======== Supplied information

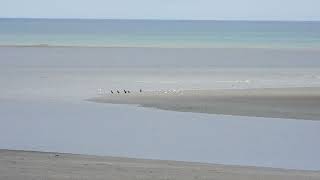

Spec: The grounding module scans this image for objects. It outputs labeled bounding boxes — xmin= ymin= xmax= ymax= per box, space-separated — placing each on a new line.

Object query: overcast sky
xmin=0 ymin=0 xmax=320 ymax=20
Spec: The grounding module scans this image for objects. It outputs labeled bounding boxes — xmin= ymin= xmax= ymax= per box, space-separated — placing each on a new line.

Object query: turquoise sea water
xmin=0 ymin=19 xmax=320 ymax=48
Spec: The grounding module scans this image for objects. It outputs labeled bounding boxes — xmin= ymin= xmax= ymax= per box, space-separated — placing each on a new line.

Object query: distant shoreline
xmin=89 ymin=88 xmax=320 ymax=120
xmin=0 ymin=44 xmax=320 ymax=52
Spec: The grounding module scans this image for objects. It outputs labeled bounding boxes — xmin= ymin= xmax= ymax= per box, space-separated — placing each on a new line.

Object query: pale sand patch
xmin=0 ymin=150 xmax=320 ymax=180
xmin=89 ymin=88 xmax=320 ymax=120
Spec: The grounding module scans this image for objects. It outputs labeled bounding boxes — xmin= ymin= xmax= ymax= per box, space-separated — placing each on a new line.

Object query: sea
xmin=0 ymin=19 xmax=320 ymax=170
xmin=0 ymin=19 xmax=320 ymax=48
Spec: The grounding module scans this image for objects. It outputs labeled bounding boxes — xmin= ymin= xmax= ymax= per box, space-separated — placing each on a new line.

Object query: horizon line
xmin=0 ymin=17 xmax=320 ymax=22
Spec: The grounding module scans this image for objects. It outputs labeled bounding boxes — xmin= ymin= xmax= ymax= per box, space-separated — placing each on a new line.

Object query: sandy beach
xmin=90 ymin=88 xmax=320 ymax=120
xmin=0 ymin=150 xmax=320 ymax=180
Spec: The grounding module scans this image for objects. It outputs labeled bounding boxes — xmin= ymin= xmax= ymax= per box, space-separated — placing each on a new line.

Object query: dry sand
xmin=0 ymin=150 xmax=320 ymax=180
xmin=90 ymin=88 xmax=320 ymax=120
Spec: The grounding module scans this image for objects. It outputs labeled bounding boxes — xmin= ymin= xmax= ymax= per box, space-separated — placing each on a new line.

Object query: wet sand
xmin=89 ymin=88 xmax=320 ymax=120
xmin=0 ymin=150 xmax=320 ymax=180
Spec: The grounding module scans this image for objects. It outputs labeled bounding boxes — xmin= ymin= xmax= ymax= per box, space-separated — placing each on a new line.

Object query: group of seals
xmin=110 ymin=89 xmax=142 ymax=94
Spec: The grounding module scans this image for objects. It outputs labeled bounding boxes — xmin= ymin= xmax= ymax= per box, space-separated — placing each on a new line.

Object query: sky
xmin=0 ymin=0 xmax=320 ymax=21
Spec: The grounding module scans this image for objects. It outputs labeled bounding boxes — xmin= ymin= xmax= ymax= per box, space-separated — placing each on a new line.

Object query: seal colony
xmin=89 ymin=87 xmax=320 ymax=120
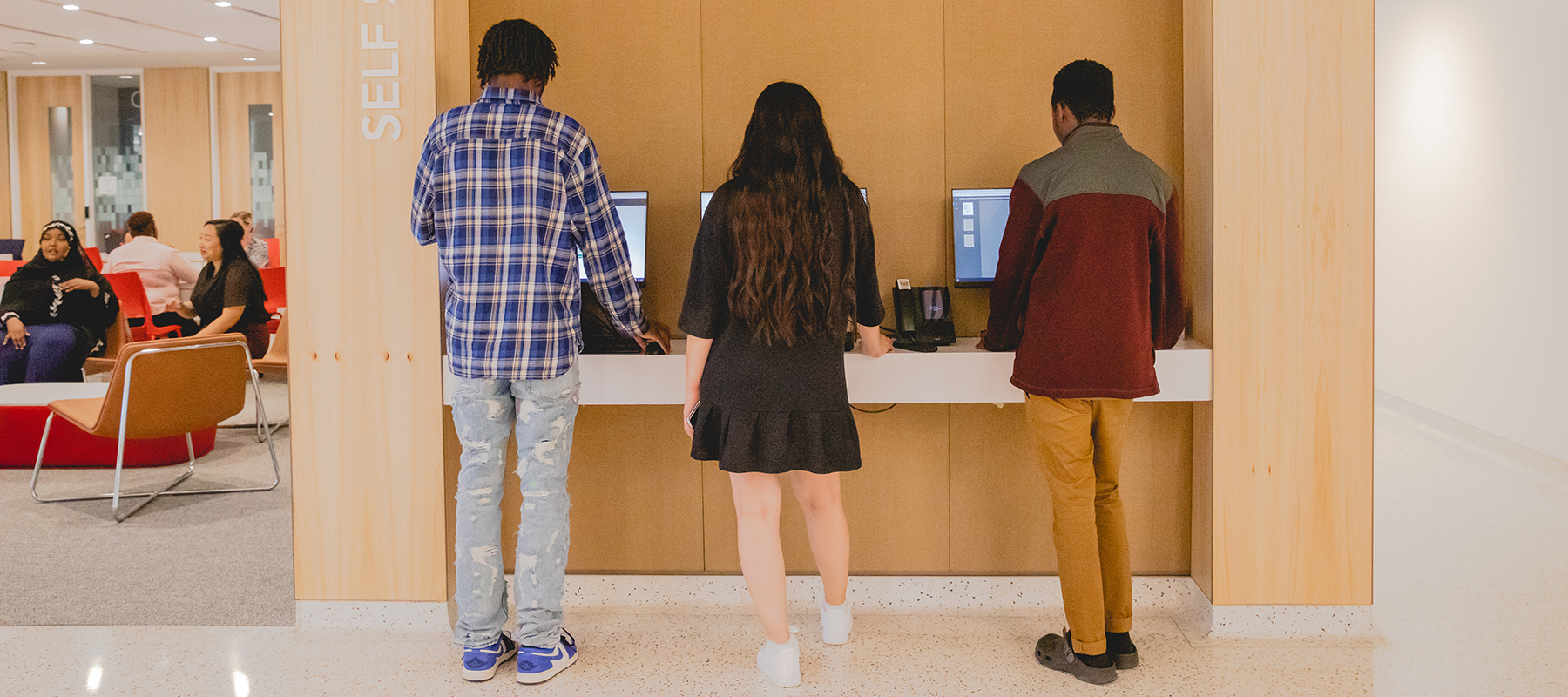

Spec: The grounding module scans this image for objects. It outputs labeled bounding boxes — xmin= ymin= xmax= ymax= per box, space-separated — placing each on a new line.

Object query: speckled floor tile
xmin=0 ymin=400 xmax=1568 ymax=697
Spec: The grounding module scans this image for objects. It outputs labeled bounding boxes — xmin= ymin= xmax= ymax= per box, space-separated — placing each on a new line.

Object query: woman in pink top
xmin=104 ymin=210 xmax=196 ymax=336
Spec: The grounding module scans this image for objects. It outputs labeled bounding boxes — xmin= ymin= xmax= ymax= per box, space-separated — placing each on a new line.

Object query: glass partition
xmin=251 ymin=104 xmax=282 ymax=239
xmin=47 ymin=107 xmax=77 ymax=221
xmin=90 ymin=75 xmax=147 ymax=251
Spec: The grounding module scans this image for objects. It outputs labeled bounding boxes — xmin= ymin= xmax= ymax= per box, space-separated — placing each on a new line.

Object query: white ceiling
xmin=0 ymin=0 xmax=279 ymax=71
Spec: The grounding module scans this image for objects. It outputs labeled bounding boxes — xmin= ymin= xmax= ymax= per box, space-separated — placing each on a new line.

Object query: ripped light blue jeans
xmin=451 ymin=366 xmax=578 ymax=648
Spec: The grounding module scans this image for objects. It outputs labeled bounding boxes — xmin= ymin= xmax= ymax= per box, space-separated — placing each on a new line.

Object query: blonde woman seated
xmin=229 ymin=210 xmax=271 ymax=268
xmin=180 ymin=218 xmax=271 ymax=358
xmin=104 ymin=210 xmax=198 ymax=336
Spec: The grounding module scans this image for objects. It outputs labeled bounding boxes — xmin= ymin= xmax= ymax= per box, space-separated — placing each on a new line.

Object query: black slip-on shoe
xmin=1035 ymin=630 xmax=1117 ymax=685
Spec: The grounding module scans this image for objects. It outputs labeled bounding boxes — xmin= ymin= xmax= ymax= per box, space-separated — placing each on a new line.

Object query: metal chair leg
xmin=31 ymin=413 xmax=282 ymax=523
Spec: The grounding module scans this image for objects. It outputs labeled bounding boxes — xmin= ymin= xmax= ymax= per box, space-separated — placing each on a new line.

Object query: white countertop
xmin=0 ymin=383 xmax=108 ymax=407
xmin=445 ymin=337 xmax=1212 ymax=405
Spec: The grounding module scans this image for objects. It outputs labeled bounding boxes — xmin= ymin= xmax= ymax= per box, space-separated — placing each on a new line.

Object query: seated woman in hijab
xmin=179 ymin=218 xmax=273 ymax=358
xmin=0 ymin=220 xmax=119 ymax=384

================

Convert the records from the start through the line with "xmin=0 ymin=0 xmax=320 ymax=20" into a two-column CSV with the headers text and answer. Give one row per record, put each field in quotes with line breaks replaced by spaces, and leave out the pictures.

## Response to this exercise
text,answer
"Spec: The grounding module scans this image for objects. It outputs labeled bounding boxes — xmin= ymin= xmax= ymax= per box, space-separated — placing each on a new line. Object query: overcast sky","xmin=0 ymin=0 xmax=320 ymax=20"